- Exercise: Can you set out the entries below as a numbered list, skipping any blank lines?

- Information given:
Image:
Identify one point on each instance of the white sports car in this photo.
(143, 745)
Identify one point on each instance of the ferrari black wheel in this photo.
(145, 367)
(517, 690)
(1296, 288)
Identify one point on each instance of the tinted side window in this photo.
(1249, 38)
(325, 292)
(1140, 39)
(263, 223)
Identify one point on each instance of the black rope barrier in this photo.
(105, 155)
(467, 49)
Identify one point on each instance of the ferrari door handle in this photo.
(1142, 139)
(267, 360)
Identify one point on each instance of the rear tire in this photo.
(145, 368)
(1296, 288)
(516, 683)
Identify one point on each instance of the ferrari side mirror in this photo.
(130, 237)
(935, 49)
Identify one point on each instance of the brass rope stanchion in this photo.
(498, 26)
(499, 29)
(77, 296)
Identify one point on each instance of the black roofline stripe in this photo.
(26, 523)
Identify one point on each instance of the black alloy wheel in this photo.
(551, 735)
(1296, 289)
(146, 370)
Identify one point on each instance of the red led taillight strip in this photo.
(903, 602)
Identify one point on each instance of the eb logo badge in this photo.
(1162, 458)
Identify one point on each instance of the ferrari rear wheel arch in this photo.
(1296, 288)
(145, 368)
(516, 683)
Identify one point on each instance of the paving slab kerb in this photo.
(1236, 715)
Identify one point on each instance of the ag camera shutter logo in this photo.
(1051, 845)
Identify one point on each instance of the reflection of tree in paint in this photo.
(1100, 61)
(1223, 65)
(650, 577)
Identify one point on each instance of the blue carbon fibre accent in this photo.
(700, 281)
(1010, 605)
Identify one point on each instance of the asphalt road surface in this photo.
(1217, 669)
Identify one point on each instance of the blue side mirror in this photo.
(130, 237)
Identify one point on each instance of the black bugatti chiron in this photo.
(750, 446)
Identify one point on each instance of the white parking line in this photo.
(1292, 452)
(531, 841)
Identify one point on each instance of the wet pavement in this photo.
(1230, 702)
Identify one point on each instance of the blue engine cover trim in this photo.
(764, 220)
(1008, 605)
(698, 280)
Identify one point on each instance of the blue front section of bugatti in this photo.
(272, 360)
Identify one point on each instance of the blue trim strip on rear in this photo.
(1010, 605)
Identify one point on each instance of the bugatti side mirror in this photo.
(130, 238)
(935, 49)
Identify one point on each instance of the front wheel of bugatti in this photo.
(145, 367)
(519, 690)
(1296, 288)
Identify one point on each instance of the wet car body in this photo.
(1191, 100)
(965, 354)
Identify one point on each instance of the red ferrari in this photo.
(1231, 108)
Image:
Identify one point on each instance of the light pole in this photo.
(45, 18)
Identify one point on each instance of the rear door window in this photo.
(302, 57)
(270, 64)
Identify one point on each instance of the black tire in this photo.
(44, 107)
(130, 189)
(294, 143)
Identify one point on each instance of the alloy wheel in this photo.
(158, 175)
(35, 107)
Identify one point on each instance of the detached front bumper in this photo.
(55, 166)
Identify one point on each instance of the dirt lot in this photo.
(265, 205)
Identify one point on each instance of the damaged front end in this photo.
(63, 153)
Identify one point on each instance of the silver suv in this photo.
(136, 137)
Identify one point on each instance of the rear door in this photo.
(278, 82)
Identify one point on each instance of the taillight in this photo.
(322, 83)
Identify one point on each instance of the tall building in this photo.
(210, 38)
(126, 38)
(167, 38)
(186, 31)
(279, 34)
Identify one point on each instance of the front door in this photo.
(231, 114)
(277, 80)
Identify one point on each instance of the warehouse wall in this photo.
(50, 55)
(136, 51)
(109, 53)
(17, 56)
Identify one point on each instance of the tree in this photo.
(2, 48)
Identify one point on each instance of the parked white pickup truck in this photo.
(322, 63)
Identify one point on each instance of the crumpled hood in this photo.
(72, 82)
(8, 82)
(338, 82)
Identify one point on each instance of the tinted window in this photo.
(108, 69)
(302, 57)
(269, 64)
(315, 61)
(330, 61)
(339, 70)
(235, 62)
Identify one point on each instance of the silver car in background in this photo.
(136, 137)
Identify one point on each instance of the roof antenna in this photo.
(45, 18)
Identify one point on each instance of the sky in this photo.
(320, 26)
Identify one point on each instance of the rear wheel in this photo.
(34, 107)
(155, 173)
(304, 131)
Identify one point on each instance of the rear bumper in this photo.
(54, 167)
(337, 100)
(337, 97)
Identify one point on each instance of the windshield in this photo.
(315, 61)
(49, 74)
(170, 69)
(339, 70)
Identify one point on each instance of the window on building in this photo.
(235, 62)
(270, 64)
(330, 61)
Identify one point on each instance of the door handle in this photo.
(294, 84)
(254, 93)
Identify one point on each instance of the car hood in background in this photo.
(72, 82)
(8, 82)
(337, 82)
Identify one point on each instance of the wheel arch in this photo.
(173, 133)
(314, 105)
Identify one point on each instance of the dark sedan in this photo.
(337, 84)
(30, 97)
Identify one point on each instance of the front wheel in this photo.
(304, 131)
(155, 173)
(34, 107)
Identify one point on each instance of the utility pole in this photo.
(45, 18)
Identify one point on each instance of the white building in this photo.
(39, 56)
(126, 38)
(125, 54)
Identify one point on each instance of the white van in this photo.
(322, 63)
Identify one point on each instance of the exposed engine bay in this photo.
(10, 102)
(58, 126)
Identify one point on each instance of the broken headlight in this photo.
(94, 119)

- Task solution:
1. Image:
2. Identify one point on each instance of the white sports car in this photo.
3. (143, 745)
4. Identify one point on each instance of the ferrari black wheel in this photo.
5. (145, 367)
6. (517, 690)
7. (1296, 288)
8. Identify one point on each instance of the tinted side window in this photo.
9. (1249, 38)
10. (325, 292)
11. (1140, 39)
12. (263, 223)
13. Identify one point on each instance of the black rope barrier in this photo.
14. (105, 155)
15. (467, 49)
16. Identify one point on each instance of the ferrari door handle in this photo.
17. (1142, 139)
18. (267, 360)
19. Identify one point on each instance of the rear tire in this photo.
20. (145, 368)
21. (1296, 288)
22. (516, 683)
23. Identify one point on each instance of the ferrari side mirror in this photo.
24. (130, 237)
25. (935, 49)
26. Identify one point on each instance of the brass rope stanchion in this photo.
27. (498, 26)
28. (499, 29)
29. (77, 296)
30. Identify one point on each instance of the black roofline stripe in this photo.
31. (26, 523)
32. Identify one point on each instance of the black alloy wheel in this photo.
33. (551, 735)
34. (1296, 289)
35. (146, 370)
36. Identify one point on each instance of the red led taillight strip in this photo.
37. (903, 602)
38. Identify one point on each instance of the eb logo badge in this photo.
39. (1162, 458)
40. Identify one point on each instance of the ferrari rear wheel arch in this photo.
41. (1296, 288)
42. (145, 368)
43. (516, 683)
44. Identify one point on each instance of the paving slab kerb in this photo.
45. (1236, 715)
46. Identify one point on each instance of the ag camera shutter logo in this photo.
47. (1051, 845)
48. Identify one point on each instance of the reflection of tree in paint in this photo.
49. (1100, 61)
50. (1223, 65)
51. (650, 577)
52. Identify one point on each instance of the blue carbon fibre accent in this photo.
53. (700, 281)
54. (1010, 605)
55. Identify one point on each instance of the asphalt road surface in this photo.
56. (1217, 669)
57. Identify one point on each instance of the blue side mirror in this photo.
58. (130, 237)
59. Identify one point on each instance of the black bugatti chiron in this photo.
60. (750, 446)
61. Identify one point on each instance of the white parking line in this photo.
62. (1292, 452)
63. (531, 841)
64. Identify one point on each instance of the wet pavement in this photo.
65. (1230, 702)
66. Identify one point on each instance of the blue engine cover trim in this photo.
67. (764, 220)
68. (1008, 605)
69. (698, 280)
70. Identify one point on each instance of the blue front section of bugatti in this photo.
71. (272, 360)
72. Identify one point on each instance of the blue trim strip on rear in this photo.
73. (1010, 605)
74. Identify one point on each instance of the bugatti side mirror in this photo.
75. (130, 238)
76. (935, 49)
77. Identify one point on each instance of the front wheel of bugatti in this photo.
78. (145, 367)
79. (519, 690)
80. (1296, 288)
81. Identify one point on each instance of the wet car body in this photo.
82. (1191, 100)
83. (965, 354)
84. Identify one point on each instance of the red ferrari in this photo.
85. (1231, 108)
86. Image:
87. Identify one point on each instance of the light pole in this photo.
88. (45, 18)
89. Identify one point on each instance of the rear door window in this photo.
90. (302, 57)
91. (270, 64)
92. Identify one point on each instance of the black tire in this photo.
93. (44, 107)
94. (130, 189)
95. (294, 143)
96. Identify one point on each instance of the alloy wheel in this photo.
97. (158, 175)
98. (35, 107)
99. Identify one point on each instance of the detached front bumper in this photo.
100. (55, 166)
101. Identify one point on each instance of the dirt lot in this photo.
102. (265, 205)
103. Identify one point on each instance of the damaged front end in this photo.
104. (63, 153)
105. Identify one point on each instance of the silver suv in this photo.
106. (136, 137)
107. Identify one point on each instance of the rear door in this photo.
108. (278, 82)
109. Identify one point on each instance of the taillight in this photo.
110. (322, 83)
111. Identify one point on each instance of the tall building in this photo.
112. (210, 38)
113. (126, 38)
114. (167, 38)
115. (186, 31)
116. (279, 34)
117. Identify one point on each instance of the front door in this photo.
118. (231, 114)
119. (277, 80)
120. Identify one point on each instance of the warehouse wall in this photo.
121. (50, 55)
122. (136, 51)
123. (109, 53)
124. (17, 56)
125. Identify one point on each instance of the tree in this photo.
126. (2, 48)
127. Identify one point on each instance of the parked white pickup truck in this photo.
128. (322, 63)
129. Identify one point on each instance of the crumpled hood in this photo.
130. (72, 82)
131. (8, 82)
132. (338, 82)
133. Identify one point on each instance of the tinted window in this photo.
134. (108, 69)
135. (302, 57)
136. (269, 64)
137. (315, 61)
138. (330, 61)
139. (339, 70)
140. (235, 62)
141. Identify one point on each instance of the silver car in background in this photo.
142. (136, 137)
143. Identify one point on each instance of the roof antenna in this photo.
144. (45, 18)
145. Identify one point on each instance of the sky in this photo.
146. (320, 26)
147. Identify one point on each instance of the rear wheel in this photo.
148. (34, 107)
149. (155, 173)
150. (304, 131)
151. Identify one point on each instance of the rear bumper in this photo.
152. (54, 167)
153. (337, 100)
154. (337, 97)
155. Identify one point on each instance of the windshield in this photo.
156. (315, 61)
157. (49, 74)
158. (170, 69)
159. (339, 70)
160. Identify one point on each instance of the window on building in this photo.
161. (235, 62)
162. (270, 64)
163. (330, 61)
164. Identify one point on each instance of the door handle in this photo.
165. (294, 84)
166. (254, 93)
167. Identify one point on each instance of the car hood in background in this photo.
168. (72, 82)
169. (8, 82)
170. (337, 82)
171. Identify one point on each instance of the wheel arch in this photo.
172. (173, 133)
173. (314, 105)
174. Identify one point on each instance of the dark sedan in this photo.
175. (337, 84)
176. (30, 97)
177. Identify one point on each instance of the front wheel in this photo.
178. (304, 131)
179. (155, 173)
180. (34, 107)
181. Identify one point on each instance of the utility pole in this photo.
182. (45, 18)
183. Identify one point on each instance of the white building in this photo.
184. (39, 56)
185. (126, 38)
186. (125, 54)
187. Identify one point on each instance of the white van in this photo.
188. (322, 63)
189. Identify one point on each instance of the exposed engine bay in this photo.
190. (10, 102)
191. (58, 126)
192. Identify one point on each instance of the broken headlight in this photo.
193. (94, 119)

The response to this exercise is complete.